*Problem details:*
Edit the lines from the one containing "point: swimming pool" down through the end of the rows below, replacing "beige" with "tan" and leaving everything else unchanged. Give back only those lines.

Rows from a dataset
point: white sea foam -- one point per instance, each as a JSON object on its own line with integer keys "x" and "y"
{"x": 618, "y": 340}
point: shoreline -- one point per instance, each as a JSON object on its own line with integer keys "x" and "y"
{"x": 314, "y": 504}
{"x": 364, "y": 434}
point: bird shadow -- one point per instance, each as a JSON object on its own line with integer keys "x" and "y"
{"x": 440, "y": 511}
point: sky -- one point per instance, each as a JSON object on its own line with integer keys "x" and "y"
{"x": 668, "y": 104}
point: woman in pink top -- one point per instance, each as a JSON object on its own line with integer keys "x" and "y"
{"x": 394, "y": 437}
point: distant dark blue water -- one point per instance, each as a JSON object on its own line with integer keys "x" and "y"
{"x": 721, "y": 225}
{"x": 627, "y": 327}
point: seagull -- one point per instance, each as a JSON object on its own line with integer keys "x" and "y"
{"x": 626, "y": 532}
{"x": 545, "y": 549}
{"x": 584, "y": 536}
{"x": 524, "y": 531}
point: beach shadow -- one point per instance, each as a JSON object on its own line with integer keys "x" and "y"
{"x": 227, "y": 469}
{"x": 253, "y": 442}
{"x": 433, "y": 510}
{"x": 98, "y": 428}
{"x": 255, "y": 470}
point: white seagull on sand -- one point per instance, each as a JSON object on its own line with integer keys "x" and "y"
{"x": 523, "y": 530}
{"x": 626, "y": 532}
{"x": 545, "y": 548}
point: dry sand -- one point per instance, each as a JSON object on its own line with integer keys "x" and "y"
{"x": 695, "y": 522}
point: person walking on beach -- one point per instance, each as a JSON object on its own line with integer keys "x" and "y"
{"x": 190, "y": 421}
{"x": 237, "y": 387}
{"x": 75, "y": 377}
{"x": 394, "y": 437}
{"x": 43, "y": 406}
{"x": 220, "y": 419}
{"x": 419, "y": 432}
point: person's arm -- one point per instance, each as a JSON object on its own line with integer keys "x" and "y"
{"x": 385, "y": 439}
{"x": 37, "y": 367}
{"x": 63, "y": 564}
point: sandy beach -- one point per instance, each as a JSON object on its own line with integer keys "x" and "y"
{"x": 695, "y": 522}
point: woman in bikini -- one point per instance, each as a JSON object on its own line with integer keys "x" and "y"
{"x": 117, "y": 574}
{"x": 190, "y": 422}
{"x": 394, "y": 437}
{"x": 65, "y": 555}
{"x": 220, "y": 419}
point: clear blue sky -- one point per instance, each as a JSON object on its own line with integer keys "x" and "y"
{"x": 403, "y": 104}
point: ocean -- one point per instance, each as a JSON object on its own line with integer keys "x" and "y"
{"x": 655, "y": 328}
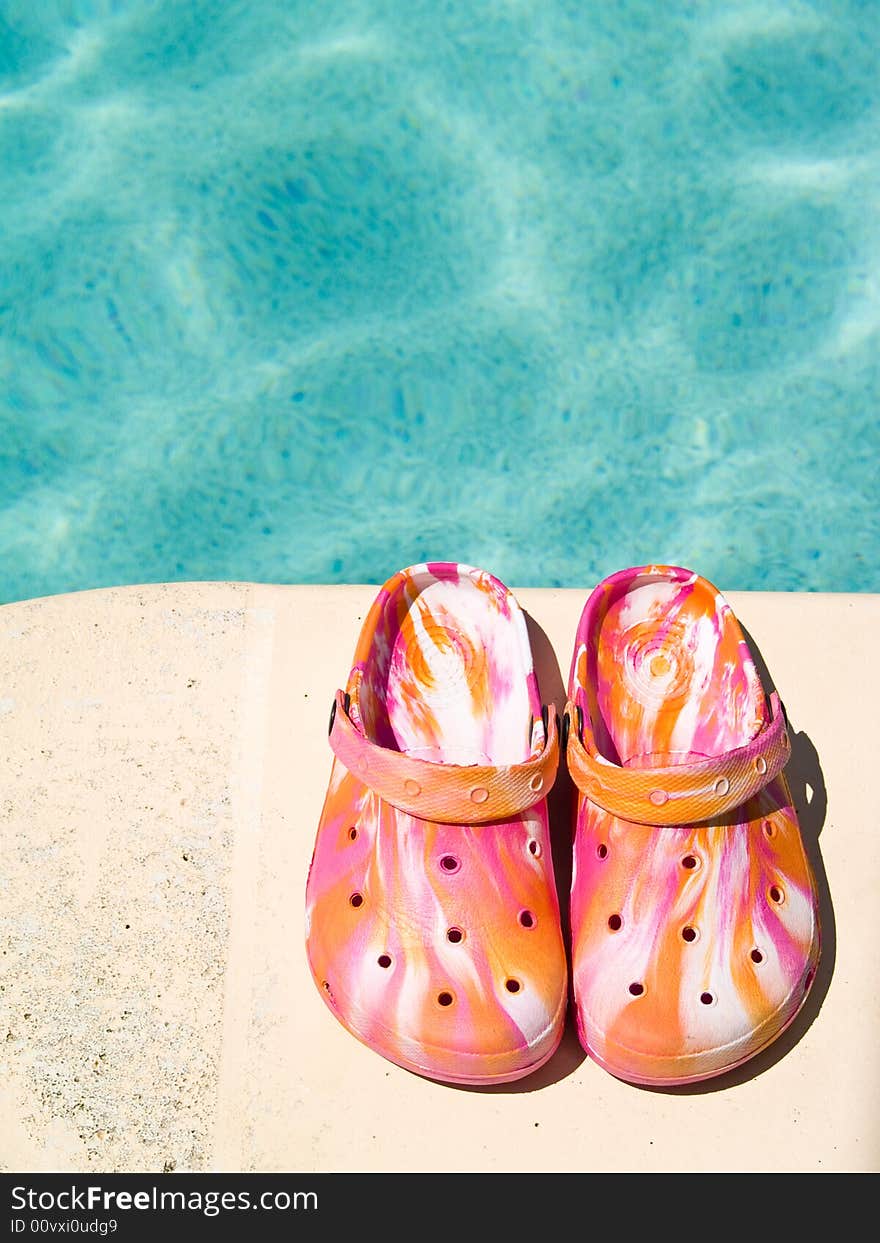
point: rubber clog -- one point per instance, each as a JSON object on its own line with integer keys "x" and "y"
{"x": 695, "y": 927}
{"x": 433, "y": 920}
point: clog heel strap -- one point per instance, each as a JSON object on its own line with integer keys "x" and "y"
{"x": 686, "y": 793}
{"x": 444, "y": 793}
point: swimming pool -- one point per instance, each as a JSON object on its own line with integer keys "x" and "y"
{"x": 307, "y": 292}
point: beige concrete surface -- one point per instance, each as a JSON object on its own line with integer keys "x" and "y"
{"x": 163, "y": 762}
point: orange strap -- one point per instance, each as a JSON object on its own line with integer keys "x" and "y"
{"x": 680, "y": 793}
{"x": 444, "y": 793}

*Right answer:*
point: swimming pool -- one point per instance, each as a JSON object on its own line with integer keys "x" and "y"
{"x": 307, "y": 292}
point: tan concrete surface -- one point per instance, each as a JSON object on its own line with integer keys "x" and "y"
{"x": 163, "y": 762}
point: orange strap -- one point per instance, each as a JSON object on its own line with integer keys "x" and "y"
{"x": 680, "y": 793}
{"x": 444, "y": 793}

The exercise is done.